> Required work:
Where a picture occurs in the data, omit it, and copy all remaining data exactly.

____ Records supplied

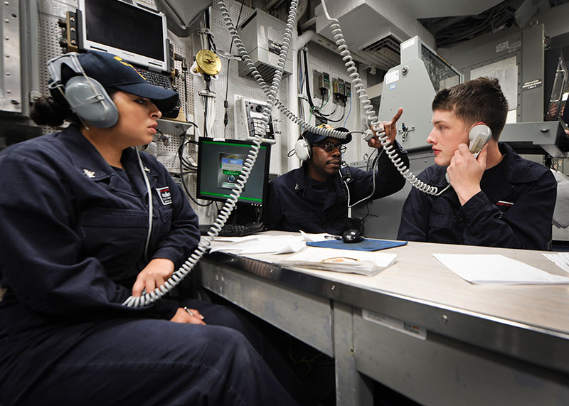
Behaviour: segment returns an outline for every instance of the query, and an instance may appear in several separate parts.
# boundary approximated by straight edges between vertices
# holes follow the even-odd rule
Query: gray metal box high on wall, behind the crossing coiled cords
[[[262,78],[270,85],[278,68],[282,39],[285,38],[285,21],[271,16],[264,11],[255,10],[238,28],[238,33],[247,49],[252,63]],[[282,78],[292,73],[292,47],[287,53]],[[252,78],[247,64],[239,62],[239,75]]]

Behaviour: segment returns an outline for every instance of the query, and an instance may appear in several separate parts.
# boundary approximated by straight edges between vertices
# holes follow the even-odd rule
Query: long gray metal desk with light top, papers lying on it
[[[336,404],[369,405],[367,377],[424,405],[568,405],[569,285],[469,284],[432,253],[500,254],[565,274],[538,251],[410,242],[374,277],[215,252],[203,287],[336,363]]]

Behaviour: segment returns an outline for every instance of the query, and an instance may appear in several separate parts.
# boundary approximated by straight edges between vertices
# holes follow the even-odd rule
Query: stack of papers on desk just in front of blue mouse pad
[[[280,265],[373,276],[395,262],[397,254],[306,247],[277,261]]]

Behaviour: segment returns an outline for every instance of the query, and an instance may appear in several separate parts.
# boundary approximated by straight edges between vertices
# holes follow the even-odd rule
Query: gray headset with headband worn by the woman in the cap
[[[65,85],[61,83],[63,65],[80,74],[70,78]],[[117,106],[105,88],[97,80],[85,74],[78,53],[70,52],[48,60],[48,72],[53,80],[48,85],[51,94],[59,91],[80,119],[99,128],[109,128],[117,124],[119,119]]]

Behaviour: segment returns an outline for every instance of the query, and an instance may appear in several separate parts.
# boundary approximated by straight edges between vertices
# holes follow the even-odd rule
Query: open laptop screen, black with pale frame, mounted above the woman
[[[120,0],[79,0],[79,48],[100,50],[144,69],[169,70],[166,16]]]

________

> Answer section:
Behaviour: segment returns an outline for every instance of the query, and an instance may appear in several separate parts.
# boundary approximated by straight edges between vertices
# holes follow the even-odd rule
Query: gray metal box high on wall, behind the crossing coiled cords
[[[262,78],[270,85],[278,68],[282,39],[285,38],[285,21],[271,16],[264,11],[255,10],[238,28],[238,33],[247,49],[252,63]],[[282,78],[292,73],[292,47],[287,53]],[[252,78],[247,64],[239,62],[239,75]]]

Behaviour: segment returns an outline for every instance of the query, and an instance may appear in several separate parts.
# boundary approximated by straight edges between vertices
# holes follow the even-odd rule
Query: long gray metal desk with light top, papers lying on it
[[[336,404],[369,405],[367,377],[424,405],[568,405],[569,285],[469,284],[432,253],[500,254],[565,274],[538,251],[410,242],[374,277],[215,252],[203,287],[336,363]]]

Behaviour: segment returns an outline for every instance of the query, and an instance may appear in several separate parts.
# boundary approximated by straight edges between vertices
# holes follow the even-odd rule
Query: stack of papers on desk just in front of blue mouse pad
[[[280,265],[373,276],[395,262],[397,254],[306,247],[277,261]]]

Behaviour: segment returns an outline for every instance of the query, and an instance may appear in several separate parts.
# boundary approximated by straight edges between vertices
# holes follow the even-odd rule
Query: gray headset with headband worn by the woman in the cap
[[[65,85],[61,83],[63,65],[80,74],[70,78]],[[117,106],[105,88],[97,80],[85,74],[78,53],[70,52],[48,60],[48,72],[53,80],[48,85],[51,94],[59,91],[80,119],[99,128],[109,128],[117,124],[119,119]]]

Behaviour: segment returns an outline for every instance of the query, and an instance may appear in several separate parts.
# boundary approximated by straight edges between vertices
# holes follow the even-odd rule
Query: open laptop screen, black with pale frame, mounted above the woman
[[[120,0],[79,0],[79,48],[100,50],[144,69],[169,70],[166,16]]]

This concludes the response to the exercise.